■ DOCUMENT SECTION:
>> START

Jazz Setlist, April 7-13: The Afro-French-Dutch Connection
Friday, April 8
Hey, remember about three weeks back when it was Settles Week at Twins Jazz? The only drawback to the whole thing was that we never got to see D.C. jazz's power couple, tenor saxophonist Brian Settles and vocalist Jessica Boykin-Settles, take the stage together. Well! Now's the time to correct that little oversight. The lean, edgy horn and the flawless alto voice will finally come together in one show this weekend, heading a quintet of local friends and favorites—pianist Amy Bormet, either C.V. Dashiell or Quincy Phillips on drums, and either Karine Chapdelaine or Corcoran Holt (a Washingtonian gone NYC). As one observer pointed out with 100 percent accuracy, the only thing better than a Settles is two; don't miss this one, kids. The long-awaited family summit will take place at 8:30 and 10:30 p.m. at Bohemian Caverns, 2001 11th Street NW. $20.
Photo: Carlyle Smith.

>> END

■ EXTRACTED DATA:
>> START

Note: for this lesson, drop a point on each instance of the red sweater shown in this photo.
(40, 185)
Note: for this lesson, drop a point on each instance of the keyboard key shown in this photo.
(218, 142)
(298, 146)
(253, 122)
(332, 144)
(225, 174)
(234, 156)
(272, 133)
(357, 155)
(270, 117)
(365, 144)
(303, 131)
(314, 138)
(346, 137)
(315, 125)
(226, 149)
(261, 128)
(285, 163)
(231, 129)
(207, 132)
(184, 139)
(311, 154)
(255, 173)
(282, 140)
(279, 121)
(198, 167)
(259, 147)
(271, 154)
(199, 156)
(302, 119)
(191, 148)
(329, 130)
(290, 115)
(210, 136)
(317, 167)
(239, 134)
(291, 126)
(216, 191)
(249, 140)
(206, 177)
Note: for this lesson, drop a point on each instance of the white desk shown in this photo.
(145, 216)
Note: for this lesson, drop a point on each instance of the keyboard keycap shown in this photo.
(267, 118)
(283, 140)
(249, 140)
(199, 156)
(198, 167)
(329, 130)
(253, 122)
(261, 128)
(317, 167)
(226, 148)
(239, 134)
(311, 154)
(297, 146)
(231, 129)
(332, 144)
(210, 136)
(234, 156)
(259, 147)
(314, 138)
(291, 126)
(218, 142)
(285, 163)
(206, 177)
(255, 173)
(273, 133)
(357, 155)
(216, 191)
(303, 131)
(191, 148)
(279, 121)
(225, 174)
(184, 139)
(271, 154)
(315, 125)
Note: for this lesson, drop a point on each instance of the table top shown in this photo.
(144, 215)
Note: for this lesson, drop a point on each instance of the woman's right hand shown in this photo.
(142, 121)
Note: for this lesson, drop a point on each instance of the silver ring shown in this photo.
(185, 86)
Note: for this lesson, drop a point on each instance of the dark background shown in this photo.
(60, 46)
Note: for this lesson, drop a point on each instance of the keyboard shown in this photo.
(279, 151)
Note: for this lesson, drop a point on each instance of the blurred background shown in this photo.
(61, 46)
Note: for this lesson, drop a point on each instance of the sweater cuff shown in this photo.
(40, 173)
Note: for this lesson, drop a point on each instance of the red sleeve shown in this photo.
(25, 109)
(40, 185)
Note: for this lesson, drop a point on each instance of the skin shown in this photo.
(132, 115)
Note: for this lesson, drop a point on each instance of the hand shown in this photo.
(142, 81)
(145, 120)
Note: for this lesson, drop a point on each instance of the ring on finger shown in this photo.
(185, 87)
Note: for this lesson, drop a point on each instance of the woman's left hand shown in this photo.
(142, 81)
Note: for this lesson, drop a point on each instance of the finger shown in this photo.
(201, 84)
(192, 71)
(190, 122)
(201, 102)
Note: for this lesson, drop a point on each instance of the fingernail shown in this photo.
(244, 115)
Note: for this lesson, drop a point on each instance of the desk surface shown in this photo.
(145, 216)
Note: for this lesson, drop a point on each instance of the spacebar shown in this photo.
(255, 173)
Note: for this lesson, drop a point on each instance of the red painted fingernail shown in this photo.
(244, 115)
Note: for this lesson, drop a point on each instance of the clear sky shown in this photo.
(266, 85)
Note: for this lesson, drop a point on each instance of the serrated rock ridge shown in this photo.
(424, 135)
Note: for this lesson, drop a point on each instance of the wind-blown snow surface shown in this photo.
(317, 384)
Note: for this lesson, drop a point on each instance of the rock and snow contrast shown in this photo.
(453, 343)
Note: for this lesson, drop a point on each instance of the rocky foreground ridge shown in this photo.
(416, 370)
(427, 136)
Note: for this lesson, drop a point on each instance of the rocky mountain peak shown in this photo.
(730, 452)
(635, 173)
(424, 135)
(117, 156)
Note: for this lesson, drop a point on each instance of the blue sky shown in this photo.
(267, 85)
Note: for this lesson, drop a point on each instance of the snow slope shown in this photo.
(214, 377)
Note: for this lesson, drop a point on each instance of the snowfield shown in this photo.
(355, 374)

>> END

■ WHAT YOU WILL DO:
[1] Check each statement against the jazz setlist text and answer yes or no, quoting the words that decide it.
(a) The show takes place at Twins Jazz.
(b) Brian Settles plays tenor saxophone.
(c) Admission costs $25.
[2] Answer these questions from the jazz setlist text:
(a) What instrument does Amy Bormet play?
(b) At what times does the show take place?
(c) Who is credited for the photo?
[3] Name every musician mentioned in the jazz setlist text.

■ WORKED ANSWERS:
[1]
(a) No: "at Bohemian Caverns, 2001 11th Street NW"
(b) Yes: "tenor saxophonist Brian Settles"
(c) No: "$20."

[2]
(a) Piano
(b) 8:30 and 10:30 p.m.
(c) Carlyle Smith

[3] Brian Settles, Jessica Boykin-Settles, Amy Bormet, C.V. Dashiell, Quincy Phillips, Karine Chapdelaine, Corcoran Holt